# Exercise
Could you give all of the data below again with "target phrase" swapped for "search term" and nothing else changed? Leave the pictures out.

---*---

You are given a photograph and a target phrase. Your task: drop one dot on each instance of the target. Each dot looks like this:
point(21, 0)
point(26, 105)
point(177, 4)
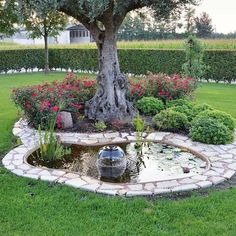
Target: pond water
point(155, 162)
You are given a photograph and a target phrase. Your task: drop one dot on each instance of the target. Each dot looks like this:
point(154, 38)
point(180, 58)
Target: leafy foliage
point(221, 62)
point(204, 25)
point(200, 108)
point(50, 147)
point(40, 103)
point(100, 126)
point(194, 65)
point(207, 130)
point(149, 105)
point(8, 17)
point(180, 102)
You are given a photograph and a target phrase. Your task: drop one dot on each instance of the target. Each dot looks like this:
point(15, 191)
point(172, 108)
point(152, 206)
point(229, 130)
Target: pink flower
point(58, 121)
point(88, 83)
point(44, 105)
point(34, 95)
point(78, 106)
point(55, 108)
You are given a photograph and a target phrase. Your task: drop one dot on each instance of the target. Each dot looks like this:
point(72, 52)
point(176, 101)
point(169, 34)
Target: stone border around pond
point(220, 159)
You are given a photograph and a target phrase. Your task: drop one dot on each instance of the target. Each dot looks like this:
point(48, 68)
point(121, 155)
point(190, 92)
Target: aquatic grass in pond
point(158, 162)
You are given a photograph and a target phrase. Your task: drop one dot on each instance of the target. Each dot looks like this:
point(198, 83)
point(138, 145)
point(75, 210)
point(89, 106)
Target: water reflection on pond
point(158, 161)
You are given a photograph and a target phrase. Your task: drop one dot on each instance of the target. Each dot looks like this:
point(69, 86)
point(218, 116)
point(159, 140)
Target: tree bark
point(46, 69)
point(109, 102)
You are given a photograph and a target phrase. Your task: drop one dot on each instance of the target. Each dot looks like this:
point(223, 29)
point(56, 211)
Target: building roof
point(76, 27)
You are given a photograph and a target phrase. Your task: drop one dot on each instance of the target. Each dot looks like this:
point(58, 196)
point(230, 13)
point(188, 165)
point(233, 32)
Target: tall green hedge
point(221, 63)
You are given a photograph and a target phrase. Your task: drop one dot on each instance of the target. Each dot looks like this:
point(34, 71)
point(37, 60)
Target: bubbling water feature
point(124, 164)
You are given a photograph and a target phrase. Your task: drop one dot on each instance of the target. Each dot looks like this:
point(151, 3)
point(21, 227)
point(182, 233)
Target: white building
point(73, 34)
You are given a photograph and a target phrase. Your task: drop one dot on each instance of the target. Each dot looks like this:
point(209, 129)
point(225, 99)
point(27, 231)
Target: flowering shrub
point(162, 86)
point(41, 102)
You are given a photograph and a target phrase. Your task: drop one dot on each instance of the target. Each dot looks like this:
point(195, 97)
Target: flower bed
point(40, 103)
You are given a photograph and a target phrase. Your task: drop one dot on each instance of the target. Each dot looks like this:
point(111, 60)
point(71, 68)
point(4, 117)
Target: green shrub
point(194, 66)
point(180, 102)
point(200, 108)
point(220, 116)
point(149, 105)
point(184, 110)
point(210, 131)
point(221, 63)
point(169, 120)
point(40, 102)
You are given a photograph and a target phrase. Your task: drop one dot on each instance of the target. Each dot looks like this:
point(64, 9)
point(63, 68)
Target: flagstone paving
point(220, 163)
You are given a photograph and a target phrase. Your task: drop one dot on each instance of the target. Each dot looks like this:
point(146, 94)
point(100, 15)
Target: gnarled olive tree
point(103, 19)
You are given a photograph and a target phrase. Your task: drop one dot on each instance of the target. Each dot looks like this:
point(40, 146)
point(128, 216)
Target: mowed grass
point(29, 207)
point(38, 208)
point(154, 44)
point(220, 96)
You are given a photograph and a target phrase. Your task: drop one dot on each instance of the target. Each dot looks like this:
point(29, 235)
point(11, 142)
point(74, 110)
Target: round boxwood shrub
point(149, 105)
point(210, 131)
point(180, 102)
point(169, 120)
point(185, 110)
point(220, 116)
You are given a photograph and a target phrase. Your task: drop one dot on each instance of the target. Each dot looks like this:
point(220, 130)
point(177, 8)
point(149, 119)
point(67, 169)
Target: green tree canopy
point(8, 17)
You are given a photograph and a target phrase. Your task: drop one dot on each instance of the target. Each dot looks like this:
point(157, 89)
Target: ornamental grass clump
point(50, 147)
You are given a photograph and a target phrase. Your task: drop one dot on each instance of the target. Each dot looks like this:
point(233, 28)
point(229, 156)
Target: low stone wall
point(220, 159)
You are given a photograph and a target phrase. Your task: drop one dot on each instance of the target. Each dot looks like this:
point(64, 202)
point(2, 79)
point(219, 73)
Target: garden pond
point(154, 161)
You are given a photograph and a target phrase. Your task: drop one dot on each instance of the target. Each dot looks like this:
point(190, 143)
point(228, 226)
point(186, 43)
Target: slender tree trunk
point(46, 53)
point(109, 102)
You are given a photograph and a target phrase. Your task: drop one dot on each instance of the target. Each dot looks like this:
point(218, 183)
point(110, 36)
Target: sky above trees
point(222, 13)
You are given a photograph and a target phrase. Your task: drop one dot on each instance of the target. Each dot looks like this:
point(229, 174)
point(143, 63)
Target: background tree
point(204, 25)
point(194, 66)
point(189, 18)
point(103, 19)
point(43, 20)
point(8, 17)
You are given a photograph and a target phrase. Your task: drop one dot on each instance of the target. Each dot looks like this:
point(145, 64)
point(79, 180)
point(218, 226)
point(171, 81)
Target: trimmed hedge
point(222, 63)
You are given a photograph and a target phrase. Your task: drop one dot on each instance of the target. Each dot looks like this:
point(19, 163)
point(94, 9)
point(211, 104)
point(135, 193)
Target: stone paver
point(222, 159)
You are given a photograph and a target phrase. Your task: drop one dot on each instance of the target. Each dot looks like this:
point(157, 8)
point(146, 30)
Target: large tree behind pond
point(103, 18)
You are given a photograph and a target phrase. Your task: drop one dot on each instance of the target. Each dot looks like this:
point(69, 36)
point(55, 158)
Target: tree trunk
point(46, 69)
point(109, 102)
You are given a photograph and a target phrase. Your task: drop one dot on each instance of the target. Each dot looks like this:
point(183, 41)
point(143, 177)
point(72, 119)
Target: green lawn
point(220, 96)
point(29, 207)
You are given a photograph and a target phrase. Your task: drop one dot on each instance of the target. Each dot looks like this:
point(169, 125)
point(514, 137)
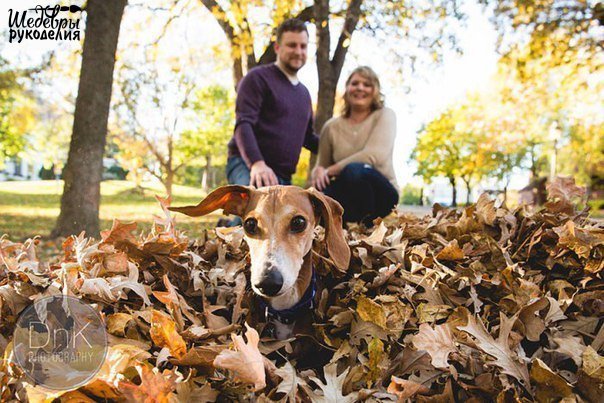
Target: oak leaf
point(333, 387)
point(246, 363)
point(405, 389)
point(154, 387)
point(505, 358)
point(437, 342)
point(163, 333)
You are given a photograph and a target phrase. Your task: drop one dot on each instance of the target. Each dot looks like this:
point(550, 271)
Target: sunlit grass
point(30, 208)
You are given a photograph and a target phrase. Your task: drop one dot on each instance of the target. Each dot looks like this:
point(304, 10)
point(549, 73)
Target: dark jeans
point(239, 174)
point(364, 193)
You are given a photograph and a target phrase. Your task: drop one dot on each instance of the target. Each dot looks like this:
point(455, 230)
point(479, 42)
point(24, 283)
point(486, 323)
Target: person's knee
point(353, 172)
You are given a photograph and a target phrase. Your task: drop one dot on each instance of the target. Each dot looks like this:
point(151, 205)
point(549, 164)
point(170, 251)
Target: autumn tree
point(16, 111)
point(556, 29)
point(214, 109)
point(150, 107)
point(83, 171)
point(389, 21)
point(438, 151)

---*---

# Solved exercise
You are given a photograph and a search term. Your task: drop one dot on each instance of the target. Each dot looks like this:
point(21, 0)
point(26, 105)
point(177, 4)
Target: pond water
point(155, 162)
You are given a photograph and a search term. Your task: drop one dot on each instance of the target. Each dot looks like this:
point(154, 38)
point(180, 58)
Target: leafy foliage
point(221, 62)
point(204, 25)
point(200, 108)
point(50, 147)
point(40, 103)
point(100, 126)
point(194, 65)
point(207, 130)
point(149, 105)
point(8, 17)
point(180, 102)
You are given a photograph and a search term. Your task: drop one dot on each instance of the target. Each dot looks like this:
point(15, 191)
point(172, 108)
point(152, 206)
point(229, 130)
Target: pink flower
point(58, 121)
point(88, 83)
point(44, 105)
point(34, 95)
point(78, 106)
point(55, 108)
You are given a photograph and a search term. Your task: drop one dot on each instance of the target. Each dot looks like this:
point(72, 52)
point(176, 101)
point(169, 34)
Target: stone border around pond
point(220, 159)
You are given a photograph and a search term. Your task: drop one dot on each instance of the target. Each dot looks like this:
point(48, 68)
point(121, 155)
point(190, 92)
Target: aquatic grass in pond
point(158, 162)
You are given a photograph and a search term. Your task: drop one dot on each instance of the target. Each dot looks like this:
point(198, 83)
point(138, 145)
point(75, 210)
point(89, 106)
Target: water reflection on pond
point(158, 161)
You are given a photograph and a search term. Your task: drop one dot on each instance of the target. Each dot looks like this:
point(69, 86)
point(218, 116)
point(159, 140)
Target: tree bark
point(46, 69)
point(109, 102)
You are given a photograph and a search term. Your task: drop one dot on each instance of the target. Each dot looks like this:
point(223, 29)
point(56, 211)
Target: building roof
point(76, 27)
You are given a photograph and a search term. Your task: drop one dot on each instance of the target. Each dot looks like this:
point(58, 196)
point(230, 13)
point(188, 165)
point(233, 32)
Target: tall green hedge
point(221, 63)
You are given a photograph and a search term. Your task: drop one dot on each instance of the target. Each dot looks like this:
point(34, 71)
point(37, 60)
Target: bubbling water feature
point(124, 164)
You are given a photograph and a search term. Your task: drop one dot on each instance of the target. Each dot looks like this:
point(151, 3)
point(21, 227)
point(182, 233)
Target: white building
point(73, 34)
You are given a photograph and a search term. Your task: drop one dot on each instance of the target. Each dot looks like this:
point(209, 129)
point(225, 99)
point(27, 231)
Target: flowering shrub
point(162, 86)
point(41, 102)
You are given a photograph and a search term. Your task: drop one dot on each instance of the target. Each dot looks like this:
point(195, 97)
Target: flower bed
point(40, 103)
You are given a photograph and a search term. Your task: drop one dot on each instance of the target. Each dot looks like this:
point(111, 60)
point(71, 68)
point(4, 117)
Target: green shrub
point(194, 66)
point(180, 102)
point(200, 108)
point(220, 116)
point(149, 105)
point(184, 110)
point(210, 131)
point(221, 63)
point(169, 120)
point(40, 102)
You are given a photograph and a search term. Your task: drop one dot on each instance of the target. Each dot looks like this:
point(64, 9)
point(63, 68)
Target: flagstone paving
point(220, 163)
You are given a photograph and a search term. Your task: drop one dot on each instance of the target. Each dot looks like this:
point(146, 94)
point(100, 15)
Target: gnarled olive tree
point(103, 19)
You are given a photograph and a search term. Your task: drop one dot on each instance of the target. Each dot looks like this:
point(40, 146)
point(128, 216)
Target: mowed grass
point(29, 207)
point(38, 208)
point(154, 44)
point(220, 96)
You are given a photograph and a search term. Your task: drop one dot on each instance of the target. Each dot looks like this:
point(29, 235)
point(11, 142)
point(74, 110)
Target: round boxwood shrub
point(149, 105)
point(210, 131)
point(180, 102)
point(169, 120)
point(185, 110)
point(220, 116)
You are given a photograph and a search term. Your task: drop one dot on each instance of the target. Each dot looks like this:
point(220, 130)
point(177, 8)
point(149, 119)
point(67, 169)
Target: green tree canopy
point(8, 17)
You are given a photograph and a search term. Your task: drop one dot on each instance of the target. Each dot looks like this:
point(157, 89)
Target: ornamental grass clump
point(50, 147)
You are given a photograph and a search term. Your task: drop one dot on each instance of the target. Each dot looks like this:
point(233, 28)
point(229, 156)
Target: low stone wall
point(220, 159)
You are given a photograph and a search term. Your task: drop one dot on each instance of the target. Each dot looks like this:
point(64, 202)
point(2, 79)
point(219, 73)
Target: garden pond
point(154, 161)
You are given a photograph and a search term. Your task: drop one dot on each instance of the target. Each dot looks like this:
point(190, 143)
point(228, 226)
point(186, 43)
Target: slender tree trunk
point(46, 53)
point(109, 102)
You are given a photograph and a search term. Your task: drop one dot on each instance of the target. Each dot looks like this:
point(218, 183)
point(110, 36)
Target: sky above trees
point(222, 13)
You are given a photograph and a search term. Your task: drop one dot on each instance of the target. Each dot looks like this:
point(229, 174)
point(143, 63)
Target: background tree
point(204, 25)
point(194, 66)
point(189, 18)
point(103, 19)
point(43, 20)
point(8, 17)
You are given a photograph and a search term. Your task: drop one dot on each instance of the target. Each dot looks like this:
point(145, 64)
point(79, 180)
point(218, 226)
point(171, 81)
Target: trimmed hedge
point(222, 63)
You are given a photograph and a search term. Your task: drop one dot on each instance of the target. Each dot looks like this:
point(19, 163)
point(94, 9)
point(211, 104)
point(135, 193)
Target: stone paver
point(222, 159)
You are given a photograph and a search term. Your task: drop one dot on each instance of the target. Each dot looks like this:
point(157, 8)
point(146, 30)
Target: large tree behind pond
point(103, 18)
You are given a photograph and a search term. Your task: drop one dot on each instance of the target. Each dot looks like this:
point(69, 36)
point(55, 158)
Target: tree trunk
point(46, 69)
point(109, 102)
You are given a photograph and a search term. Your task: drop one dot on each instance of the target. Each dot looks like this:
point(183, 41)
point(143, 177)
point(72, 119)
Target: green lawn
point(220, 96)
point(29, 207)
You are given a photograph and a search term. Your task: drop one dot on each instance of the target. Each dot looks like this:
point(169, 125)
point(514, 137)
Target: oak leaf
point(333, 387)
point(246, 363)
point(405, 389)
point(154, 387)
point(505, 358)
point(437, 342)
point(163, 333)
You are given a photograph and a search term. Your task: drop one dot on each instance of the target. Each dot looks like this:
point(550, 271)
Target: sunlit grass
point(30, 208)
You are given a photograph and a search term. Your task: drop one dot on each instance of the target. Each dot looks like this:
point(304, 10)
point(549, 73)
Target: dark jeans
point(239, 174)
point(364, 193)
You are given a photograph and a search term. Your task: drop one dot on each instance of the target. Each dot looks like this:
point(455, 230)
point(479, 42)
point(24, 283)
point(486, 323)
Target: person's knee
point(353, 172)
You are given a photograph and a search term. Your task: drop one dot on each instance of the target. Each dot looks like this:
point(151, 205)
point(549, 164)
point(170, 251)
Target: autumn tree
point(16, 111)
point(556, 29)
point(214, 109)
point(150, 107)
point(83, 171)
point(389, 21)
point(438, 151)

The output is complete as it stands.